> Challenge
Can you format every line of the items below as a JSON list of strings, one string per line and no blank lines? Leave the pictures out of your answer.

(Dataset entries)
****************

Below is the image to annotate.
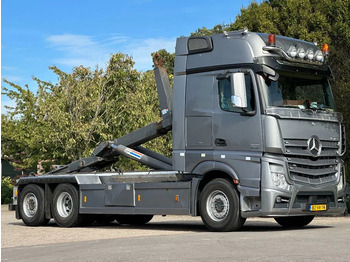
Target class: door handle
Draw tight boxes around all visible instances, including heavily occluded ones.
[215,138,227,146]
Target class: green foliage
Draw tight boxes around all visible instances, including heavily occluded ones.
[1,176,13,204]
[1,50,174,171]
[194,0,350,167]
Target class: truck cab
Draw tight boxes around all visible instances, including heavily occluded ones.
[173,30,345,217]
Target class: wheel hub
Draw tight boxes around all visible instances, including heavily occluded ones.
[56,192,73,218]
[23,193,38,217]
[207,190,230,221]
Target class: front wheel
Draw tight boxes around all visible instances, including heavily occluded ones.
[19,184,50,226]
[52,184,83,227]
[199,178,245,232]
[275,216,315,228]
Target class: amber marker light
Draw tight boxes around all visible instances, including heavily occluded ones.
[267,34,276,46]
[322,44,329,55]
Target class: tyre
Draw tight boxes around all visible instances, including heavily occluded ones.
[19,184,50,226]
[115,215,153,225]
[199,178,245,232]
[52,184,83,227]
[275,216,315,228]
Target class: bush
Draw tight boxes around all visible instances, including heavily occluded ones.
[1,176,13,204]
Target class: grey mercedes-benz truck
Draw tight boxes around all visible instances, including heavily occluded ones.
[16,30,345,231]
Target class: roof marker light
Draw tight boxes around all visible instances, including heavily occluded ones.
[297,47,305,59]
[322,44,329,55]
[267,34,276,46]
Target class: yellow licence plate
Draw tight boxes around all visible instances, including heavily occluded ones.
[309,205,327,212]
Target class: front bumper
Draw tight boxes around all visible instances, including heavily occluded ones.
[242,158,346,218]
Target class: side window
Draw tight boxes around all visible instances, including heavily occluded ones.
[218,74,255,113]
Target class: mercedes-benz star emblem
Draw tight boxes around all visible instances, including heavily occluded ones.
[307,136,322,156]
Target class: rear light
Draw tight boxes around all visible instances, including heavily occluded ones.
[267,34,276,46]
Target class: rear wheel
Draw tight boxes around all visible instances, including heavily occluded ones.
[199,178,245,232]
[115,215,153,225]
[52,184,83,227]
[19,184,50,226]
[275,216,315,227]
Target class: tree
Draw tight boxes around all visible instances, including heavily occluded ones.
[195,0,350,176]
[2,54,141,172]
[1,50,174,171]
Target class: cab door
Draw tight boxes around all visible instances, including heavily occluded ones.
[212,69,263,191]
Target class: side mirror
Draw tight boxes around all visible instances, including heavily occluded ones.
[230,73,248,108]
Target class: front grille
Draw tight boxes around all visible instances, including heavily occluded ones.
[284,139,339,184]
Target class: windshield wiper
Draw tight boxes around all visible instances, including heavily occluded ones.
[276,105,299,108]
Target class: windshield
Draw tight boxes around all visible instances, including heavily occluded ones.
[263,72,334,111]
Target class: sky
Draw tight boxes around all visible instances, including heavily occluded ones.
[1,0,260,113]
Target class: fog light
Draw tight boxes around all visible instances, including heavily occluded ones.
[272,173,288,189]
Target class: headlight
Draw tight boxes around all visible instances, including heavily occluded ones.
[270,163,291,191]
[306,49,314,60]
[271,173,288,189]
[298,47,305,59]
[287,45,297,58]
[315,50,324,62]
[337,166,345,191]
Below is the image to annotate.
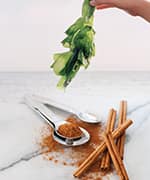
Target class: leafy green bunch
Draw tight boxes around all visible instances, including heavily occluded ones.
[51,0,95,88]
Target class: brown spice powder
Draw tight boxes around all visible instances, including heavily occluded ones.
[40,116,112,180]
[58,122,82,138]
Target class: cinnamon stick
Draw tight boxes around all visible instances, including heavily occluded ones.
[117,101,127,159]
[100,109,117,171]
[104,133,129,180]
[73,120,133,177]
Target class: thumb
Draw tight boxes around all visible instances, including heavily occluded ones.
[90,0,115,6]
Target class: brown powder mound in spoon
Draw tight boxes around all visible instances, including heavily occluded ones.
[40,116,112,180]
[58,122,82,138]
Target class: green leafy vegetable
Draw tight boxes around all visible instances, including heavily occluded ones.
[51,0,95,88]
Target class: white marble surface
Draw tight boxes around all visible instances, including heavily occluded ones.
[0,72,150,180]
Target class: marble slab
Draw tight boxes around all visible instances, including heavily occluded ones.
[0,72,150,180]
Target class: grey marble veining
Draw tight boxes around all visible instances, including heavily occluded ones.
[0,72,150,180]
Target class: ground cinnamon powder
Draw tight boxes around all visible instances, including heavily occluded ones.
[58,122,82,138]
[40,116,112,180]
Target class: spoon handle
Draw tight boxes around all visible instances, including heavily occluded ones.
[25,97,59,129]
[32,95,80,115]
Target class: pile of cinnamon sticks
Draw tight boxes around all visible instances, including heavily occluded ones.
[74,101,133,180]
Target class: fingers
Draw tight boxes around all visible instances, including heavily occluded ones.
[96,4,114,9]
[90,0,115,6]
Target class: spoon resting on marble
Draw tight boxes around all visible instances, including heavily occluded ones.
[31,95,101,124]
[24,97,90,146]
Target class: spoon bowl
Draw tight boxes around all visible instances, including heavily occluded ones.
[25,97,90,146]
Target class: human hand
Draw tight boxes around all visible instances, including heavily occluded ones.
[90,0,150,21]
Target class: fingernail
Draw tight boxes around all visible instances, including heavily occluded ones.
[90,0,96,6]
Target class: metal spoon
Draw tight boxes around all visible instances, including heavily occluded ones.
[31,95,101,123]
[25,97,90,146]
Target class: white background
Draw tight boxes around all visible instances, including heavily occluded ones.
[0,0,150,71]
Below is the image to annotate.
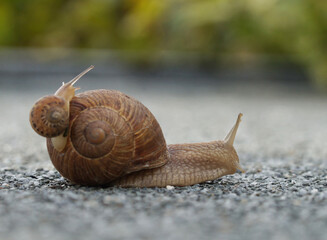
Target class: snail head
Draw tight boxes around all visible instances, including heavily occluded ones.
[30,66,93,138]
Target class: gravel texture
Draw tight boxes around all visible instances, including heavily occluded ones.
[0,66,327,240]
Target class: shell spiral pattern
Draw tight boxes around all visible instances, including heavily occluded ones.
[47,90,169,185]
[30,96,69,137]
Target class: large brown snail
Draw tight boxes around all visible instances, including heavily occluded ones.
[30,66,243,187]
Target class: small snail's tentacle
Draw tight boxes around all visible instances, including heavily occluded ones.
[51,66,94,152]
[55,66,94,100]
[224,113,243,147]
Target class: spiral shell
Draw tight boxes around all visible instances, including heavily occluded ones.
[30,95,69,138]
[47,90,169,185]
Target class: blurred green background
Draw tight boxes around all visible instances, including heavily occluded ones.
[0,0,327,89]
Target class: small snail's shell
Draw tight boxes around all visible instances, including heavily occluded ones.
[30,95,69,138]
[47,90,169,185]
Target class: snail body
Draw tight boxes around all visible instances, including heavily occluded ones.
[30,66,242,187]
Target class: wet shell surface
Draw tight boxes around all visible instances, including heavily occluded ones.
[47,90,168,185]
[30,95,69,138]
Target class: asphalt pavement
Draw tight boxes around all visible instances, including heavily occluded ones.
[0,66,327,240]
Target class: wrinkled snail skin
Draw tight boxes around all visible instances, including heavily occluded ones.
[30,66,243,187]
[112,141,241,187]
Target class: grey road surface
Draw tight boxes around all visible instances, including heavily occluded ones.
[0,71,327,240]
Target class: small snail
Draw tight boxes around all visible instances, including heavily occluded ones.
[30,66,243,187]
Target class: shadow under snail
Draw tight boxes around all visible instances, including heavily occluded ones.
[30,66,243,187]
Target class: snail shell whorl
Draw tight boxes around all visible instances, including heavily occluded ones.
[30,95,69,138]
[47,90,169,185]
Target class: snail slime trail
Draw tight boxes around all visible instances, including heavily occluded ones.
[30,66,243,187]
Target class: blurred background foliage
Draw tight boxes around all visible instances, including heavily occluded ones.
[0,0,327,88]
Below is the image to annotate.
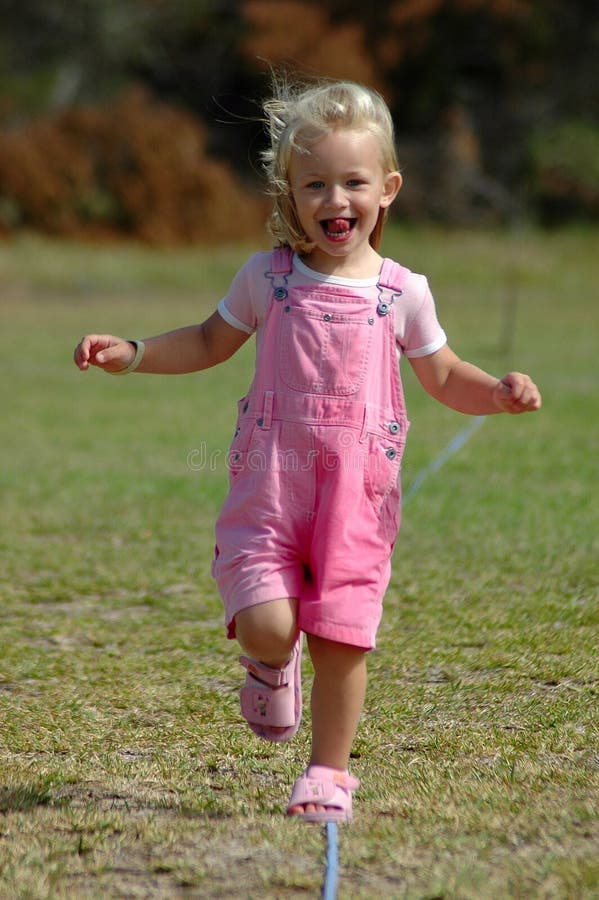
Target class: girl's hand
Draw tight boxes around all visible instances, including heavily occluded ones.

****************

> Response
[
  "Below is the image to annotate.",
  "Target class: door handle",
  "Draw tight boxes around all visible instances, including heavily occluded ones.",
  "[215,138,227,146]",
  "Target class: green foliage",
  "Draw tight boxes around all visible instances, including heavily occluded ones.",
  "[1,176,13,204]",
  "[1,50,174,171]",
  "[194,0,350,167]",
  "Target class: truck cab",
  "Draw tight boxes around all visible instances, including heavily occluded ones.",
  "[173,30,345,217]",
  "Target class: wheel hub",
  "Draw tight boxes around all visible instances, including heavily occluded ones.",
  "[56,192,73,218]",
  "[23,193,38,217]",
  "[207,190,230,221]",
  "Target class: front wheel",
  "Draw tight boxes around all visible instances, including heavily occluded ones.",
  "[19,184,50,226]",
  "[52,184,83,227]",
  "[199,178,245,232]",
  "[275,216,315,228]",
  "Target class: amber marker light",
  "Draw tight boxes around all visible instances, including heavily occluded ones.",
  "[267,34,276,46]",
  "[322,44,329,55]",
  "Target class: tyre",
  "Draw tight boxes around all visible instances, including heavily occluded ones.",
  "[19,184,50,226]",
  "[115,215,153,225]",
  "[199,178,245,232]",
  "[52,184,83,227]",
  "[275,216,315,228]",
  "Target class: bush",
  "Draw tight boxes around all visible instances, including heavily occluded ones.",
  "[1,176,13,204]",
  "Target class: grey mercedes-benz truck",
  "Draw tight boxes around all visible instances, including heavily occluded ones.",
  "[16,30,345,231]",
  "Target class: roof marker light",
  "Draw tight boxes around all visible instances, including heavily occluded ones.",
  "[297,47,305,59]",
  "[322,44,329,55]",
  "[267,34,276,46]",
  "Target class: yellow licence plate",
  "Draw tight boxes around all visible instances, including heavily occluded ones.",
  "[309,205,327,212]",
  "Target class: front bumper",
  "Draw tight boxes around all visible instances, including heavily occluded ones.",
  "[242,158,346,218]",
  "Target class: side window",
  "Draw tight boxes around all visible instances, including heavily occluded ones.",
  "[218,74,255,113]",
  "Target class: mercedes-benz star emblem",
  "Draw tight boxes around all visible instances, including heavily occluded ones.",
  "[307,136,322,156]",
  "Target class: rear light",
  "Draw tight boxes around all visible instances, including heavily occluded ones.",
  "[267,34,276,46]",
  "Target class: rear wheel",
  "Draw tight boxes around all visible instances, including heavily occluded ones.",
  "[199,178,245,232]",
  "[115,215,153,225]",
  "[52,184,83,227]",
  "[19,184,50,226]",
  "[275,216,315,227]",
  "Target class: tree",
  "Draw tight boxes around all visible instances, including heavily occluded ones.",
  "[195,0,350,176]",
  "[2,54,141,172]",
  "[1,50,174,171]",
  "Target class: cab door",
  "Draw tight boxes around all visible instances, including heavily occluded ones.",
  "[212,69,263,191]",
  "Target class: side mirror",
  "Draw tight boxes around all visible instances, including heavily occluded ones.",
  "[230,73,248,108]",
  "Target class: front grille",
  "Draw tight boxes around all visible instances, including heavily occluded ones.",
  "[284,139,339,184]",
  "Target class: windshield wiper",
  "Draw tight boxes around all visible instances, including heavily occluded ones.",
  "[276,105,299,108]",
  "Target class: windshield",
  "Draw tight boxes around all visible instances, including heavily occluded ones.",
  "[263,72,334,111]",
  "Target class: sky",
  "Draw tight boxes around all visible instances, including heavily occluded ones.",
  "[1,0,260,113]",
  "Target class: fog light",
  "Draw tight boxes around all visible instances, including heavily occluded ones.",
  "[272,173,288,189]",
  "Target class: headlight",
  "Draw tight boxes around all visible instances, including heavily occluded ones.",
  "[270,163,291,191]",
  "[306,49,314,60]",
  "[271,173,288,189]",
  "[298,47,305,59]",
  "[287,45,297,58]",
  "[315,50,324,62]",
  "[337,166,345,191]",
  "Below is the image to annotate.",
  "Target class: leafy green bunch",
  "Draw tight boxes around all visible instances, including heavily occluded ones.",
  "[51,0,95,88]",
  "Target class: brown spice powder",
  "Draw tight boxes around all visible instances, including heavily occluded ones.",
  "[40,116,112,180]",
  "[58,122,82,138]",
  "Target class: cinnamon stick",
  "Draw tight boxes around all visible instances, including heavily occluded ones.",
  "[117,101,127,159]",
  "[100,109,117,171]",
  "[104,133,129,180]",
  "[73,120,133,177]",
  "Target class: thumb",
  "Draw tight boxes around all visible instances, including heavily occluded ones.",
  "[90,0,115,6]",
  "Target class: brown powder mound in spoon",
  "Draw tight boxes around all visible instances, including heavily occluded ones.",
  "[40,116,112,180]",
  "[58,122,82,138]",
  "Target class: green leafy vegetable",
  "Draw tight boxes around all visible instances, including heavily occluded ones.",
  "[51,0,95,88]",
  "Target class: white marble surface",
  "Draw tight boxes around all visible instances, including heavily occluded ones.",
  "[0,72,150,180]",
  "Target class: marble slab",
  "Draw tight boxes around all visible instances, including heavily occluded ones.",
  "[0,72,150,180]",
  "Target class: grey marble veining",
  "Draw tight boxes around all visible instances, including heavily occluded ones.",
  "[0,72,150,180]",
  "Target class: ground cinnamon powder",
  "Draw tight boxes around all visible instances, including heavily occluded ones.",
  "[58,122,82,138]",
  "[40,116,112,180]",
  "Target class: spoon handle",
  "Draw tight boxes around all visible instances, including heavily occluded ones.",
  "[25,97,59,129]",
  "[32,95,80,115]",
  "Target class: pile of cinnamon sticks",
  "Draw tight boxes around all visible instances, including heavily occluded ones.",
  "[74,101,133,180]",
  "Target class: fingers",
  "Draw tight boxes around all visible instances, including heavily occluded ones.",
  "[96,4,114,9]",
  "[90,0,115,6]",
  "Target class: spoon resting on marble",
  "Draw tight boxes around all visible instances, including heavily occluded ones.",
  "[31,95,101,124]",
  "[24,97,90,146]",
  "Target class: spoon bowl",
  "Draw tight boxes around all visible instances, including heavily occluded ones.",
  "[25,97,90,146]",
  "Target class: human hand",
  "Draw tight boxes around all visible instances, including heavily occluded ones.",
  "[90,0,150,21]",
  "Target class: fingernail",
  "Draw tight boxes around all visible instances, including heavily occluded ones.",
  "[90,0,96,6]",
  "Target class: metal spoon",
  "Draw tight boxes around all visible instances, including heavily occluded ones.",
  "[31,95,101,123]",
  "[25,97,90,146]",
  "Target class: white background",
  "Draw tight boxes around all visible instances, including heavily occluded ones.",
  "[0,0,150,71]",
  "Below is the image to annotate.",
  "Target class: snail head",
  "Draw tight boxes around all visible instances, including heavily occluded ones.",
  "[30,66,93,138]",
  "Target class: gravel texture",
  "Draw tight boxes around all visible instances, including heavily occluded ones.",
  "[0,66,327,240]",
  "Target class: shell spiral pattern",
  "Draw tight boxes around all visible instances, including heavily occluded ones.",
  "[47,90,169,185]",
  "[30,96,69,137]",
  "Target class: large brown snail",
  "Draw tight boxes around all visible instances, including heavily occluded ones.",
  "[30,66,243,187]",
  "Target class: small snail's tentacle",
  "Draw tight boxes around all visible instances, including heavily occluded ones.",
  "[51,66,94,152]",
  "[55,66,94,100]",
  "[224,113,243,147]",
  "Target class: spiral shell",
  "Draw tight boxes around all visible instances, including heavily occluded ones.",
  "[30,95,69,138]",
  "[47,90,169,185]",
  "Target class: blurred green background",
  "Draw tight boxes around all visible instances, including heavily occluded ones.",
  "[0,0,327,89]",
  "Target class: small snail's shell",
  "Draw tight boxes around all visible instances, including heavily occluded ones.",
  "[30,95,69,138]",
  "[47,90,169,185]",
  "Target class: snail body",
  "Draw tight boxes around all visible instances, including heavily occluded ones.",
  "[30,66,242,187]",
  "Target class: wet shell surface",
  "Draw tight boxes around all visible instances, including heavily occluded ones.",
  "[47,90,168,185]",
  "[30,95,69,138]",
  "Target class: asphalt pavement",
  "Draw tight boxes around all visible instances, including heavily occluded ones.",
  "[0,66,327,240]",
  "Target class: wrinkled snail skin",
  "Draw tight boxes around all visible instances, including heavily occluded ones.",
  "[30,66,243,187]",
  "[112,141,241,187]",
  "Target class: grey road surface",
  "Draw tight boxes around all visible instances, including heavily occluded ones.",
  "[0,71,327,240]",
  "Target class: small snail",
  "Draw tight boxes around all visible instances, including heavily occluded ones.",
  "[30,66,243,187]",
  "Target class: shadow under snail",
  "Draw tight boxes around all visible instances, including heavily occluded ones.",
  "[30,66,243,187]",
  "Target class: snail shell whorl",
  "Draw tight boxes around all visible instances, including heavily occluded ones.",
  "[30,95,69,138]",
  "[47,90,169,185]",
  "Target class: snail slime trail",
  "Draw tight boxes around all visible instances, including heavily occluded ones.",
  "[30,66,243,187]",
  "Target class: blurred background foliage",
  "Draw tight boxes around all visible instances, including heavily occluded ones.",
  "[0,0,327,88]",
  "Below is the image to annotate.",
  "Target class: girl's hand",
  "Draw tight boxes around all visible instances, including heavily occluded ones."
]